§ **ACTIONS TO TAKE**
A. In the piece on dancer muscle and job security, why did the author arrive early for the 5:30 AM session with the first client?
B. Write the next part of the piece on dancer muscle and job security, starting after its last sentence.

SELECTED TEXT START

Dancer Muscle and Job Security

I began my training career in New York City, which is an experience I’ve been calling upon a lot lately as we focus our practice on the dance community.

My very first client asked to speak with me before one of our sessions, so I arrived early for our already early 5:30 AM training. She had a deeply troubled look on her face. She had spent the weekend in the Hamptons, and a person had complimented her on her arms, saying something along the lines of “you must work out!”

I didn’t yet understand what was going on. So I said something along the lines of “that’s great!”

“No,” she said, “you don’t understand. I don’t want to look like I work out.”

That’s how I began my personal training career. I didn’t know enough at the time to serve her well or even have the right kind of coaching moment with her. Later that same year I would train high fashion models who would tell me “if you put any visible muscle on me, I will get fired.” The number of female clients I trained in New York who had this very specific concern was my introduction to personal training. To say these were formative experiences would be a drastic understatement. These experiences shaped who I am and they immediately forced me to learn more about women, body image, and patriarchy. (As an educated human, I should have read and thought about these things anyway, but I’m thankful that my work has pushed me to be a better man.)

Now that I’ve transitioned into more of a sports performance and strength coach mindset, it can be easier for me to tell athletes what I need them to do in order to help them perform at a very high level. Athletes in most team sports, for example, aren’t as concerned about putting on visible muscle. The volleyball player just needs to be able to jump high, land with stability, and exert power through her shoulders on a serve.

SELECTED TEXT END
SOURCE DATA START

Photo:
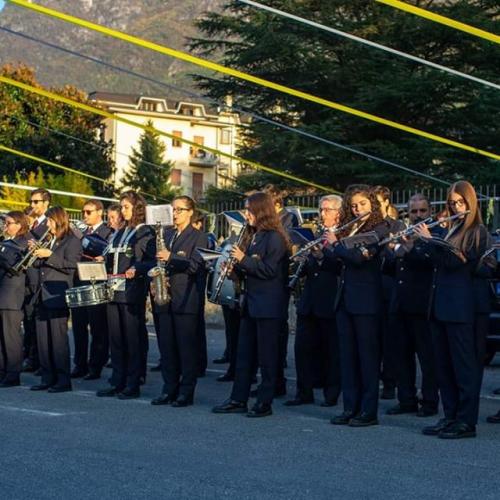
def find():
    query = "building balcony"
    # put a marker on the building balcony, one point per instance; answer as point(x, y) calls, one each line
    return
point(202, 158)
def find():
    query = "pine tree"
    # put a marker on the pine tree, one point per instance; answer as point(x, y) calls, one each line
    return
point(148, 172)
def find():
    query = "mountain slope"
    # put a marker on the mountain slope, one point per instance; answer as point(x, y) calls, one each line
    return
point(167, 22)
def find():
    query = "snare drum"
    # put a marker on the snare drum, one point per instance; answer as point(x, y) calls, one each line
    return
point(89, 295)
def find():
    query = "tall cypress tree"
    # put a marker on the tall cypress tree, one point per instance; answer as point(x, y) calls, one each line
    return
point(149, 172)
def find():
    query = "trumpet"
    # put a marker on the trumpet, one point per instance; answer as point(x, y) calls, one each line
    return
point(29, 258)
point(334, 230)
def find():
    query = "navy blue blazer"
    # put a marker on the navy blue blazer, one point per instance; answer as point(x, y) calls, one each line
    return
point(452, 294)
point(320, 287)
point(185, 270)
point(56, 273)
point(12, 287)
point(412, 272)
point(265, 272)
point(361, 277)
point(140, 254)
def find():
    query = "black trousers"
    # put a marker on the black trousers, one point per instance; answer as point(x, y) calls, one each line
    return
point(258, 341)
point(91, 319)
point(414, 338)
point(359, 343)
point(317, 343)
point(53, 345)
point(125, 330)
point(457, 370)
point(389, 349)
point(179, 347)
point(202, 341)
point(11, 345)
point(232, 329)
point(30, 347)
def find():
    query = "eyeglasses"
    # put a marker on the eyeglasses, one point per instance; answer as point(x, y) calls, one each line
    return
point(457, 203)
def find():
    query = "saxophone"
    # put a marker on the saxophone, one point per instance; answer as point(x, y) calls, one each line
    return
point(160, 286)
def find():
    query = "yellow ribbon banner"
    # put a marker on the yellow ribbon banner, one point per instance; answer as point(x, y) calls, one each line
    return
point(245, 76)
point(471, 30)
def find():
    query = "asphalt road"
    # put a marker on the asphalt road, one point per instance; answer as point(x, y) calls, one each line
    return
point(77, 446)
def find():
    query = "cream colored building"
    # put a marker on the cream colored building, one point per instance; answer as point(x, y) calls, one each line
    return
point(194, 168)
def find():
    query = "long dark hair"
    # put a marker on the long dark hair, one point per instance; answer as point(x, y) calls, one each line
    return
point(139, 204)
point(468, 235)
point(266, 219)
point(346, 214)
point(61, 218)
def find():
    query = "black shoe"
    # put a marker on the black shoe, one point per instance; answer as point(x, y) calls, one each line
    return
point(494, 419)
point(427, 411)
point(40, 387)
point(458, 430)
point(129, 393)
point(4, 384)
point(230, 406)
point(280, 391)
point(388, 393)
point(434, 430)
point(60, 388)
point(220, 361)
point(343, 419)
point(163, 399)
point(401, 409)
point(110, 392)
point(182, 401)
point(363, 420)
point(260, 410)
point(327, 403)
point(299, 401)
point(28, 367)
point(78, 373)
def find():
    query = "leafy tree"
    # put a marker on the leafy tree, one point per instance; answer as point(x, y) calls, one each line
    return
point(28, 122)
point(344, 71)
point(12, 198)
point(149, 172)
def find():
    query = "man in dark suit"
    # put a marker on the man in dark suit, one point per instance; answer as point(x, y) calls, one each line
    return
point(40, 201)
point(316, 340)
point(412, 271)
point(93, 317)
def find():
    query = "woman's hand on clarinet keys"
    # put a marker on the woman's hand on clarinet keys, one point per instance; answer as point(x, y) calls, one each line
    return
point(237, 253)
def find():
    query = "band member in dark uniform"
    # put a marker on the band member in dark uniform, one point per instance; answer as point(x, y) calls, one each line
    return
point(359, 309)
point(128, 258)
point(91, 318)
point(389, 341)
point(40, 201)
point(453, 313)
point(12, 287)
point(412, 270)
point(197, 221)
point(56, 266)
point(179, 318)
point(316, 340)
point(263, 265)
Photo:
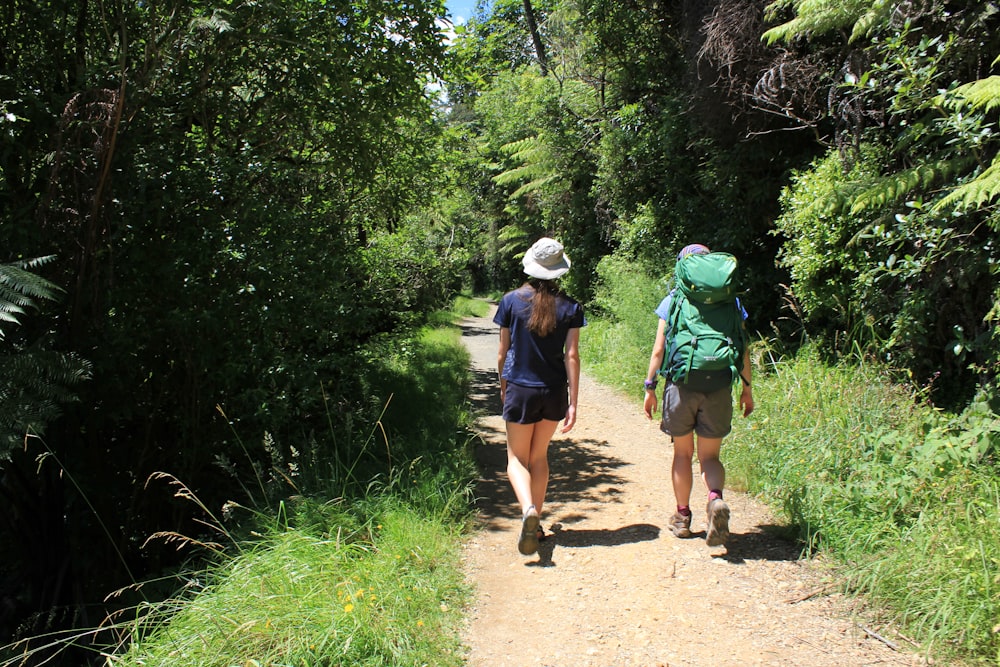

SOURCE DATA END

§ **OUTPUTS BY TASK**
A. The author arrived early because that first client had asked to speak with the author before one of their sessions.

B.
But what about the dancer? In 2019 we still have artistic directors telling dancers to avoid “getting bulky,” which is another way of saying “if you put on visible muscle, you will be fired.”

Dancers are told they need to be skinny. They’re told they need to cross train. They’re told they need to do Pilates. They’re told they need to be in good condition. They’re told they need to be strong. But they’re not told how to do so many of these things in a healthy way. When we first started down this road of helping dancers, we were told that dancers “already had the help they needed.” But we knew this to be a lie—because we had taken the time to do the research and to talk to dancers.

Dancers are on their own. It’s infuriating to see the impossible standards to which especially female dancers have to live up while not having the commensurate support to help them get there.

Well-rounded strength training for ballet dancers in particular is a delicate balancing act. When a female dancer tells me she will be fired if we make her too muscular, it’s not my job to change dance culture on her behalf. It’s my job to help the woman in front of me live up to these impossible standards while keeping her as safe as possible, both in the near term while her career is still active and for decades after, when she might be a mother or a grandmother or an active octogenarian. My job as her coach is to see the entire person in front of me while helping her navigate those body image and aesthetic waters safely.

We spend so much time thinking about all of this. And we don’t claim to have it all figured out. I’m sure in five years we will look back and say “we shouldn’t have included that in our programming.” But this specific balance of developing strength without hypertrophy, stability without compromising mobility, better all around athleticism without sacrificing aesthetics is our job.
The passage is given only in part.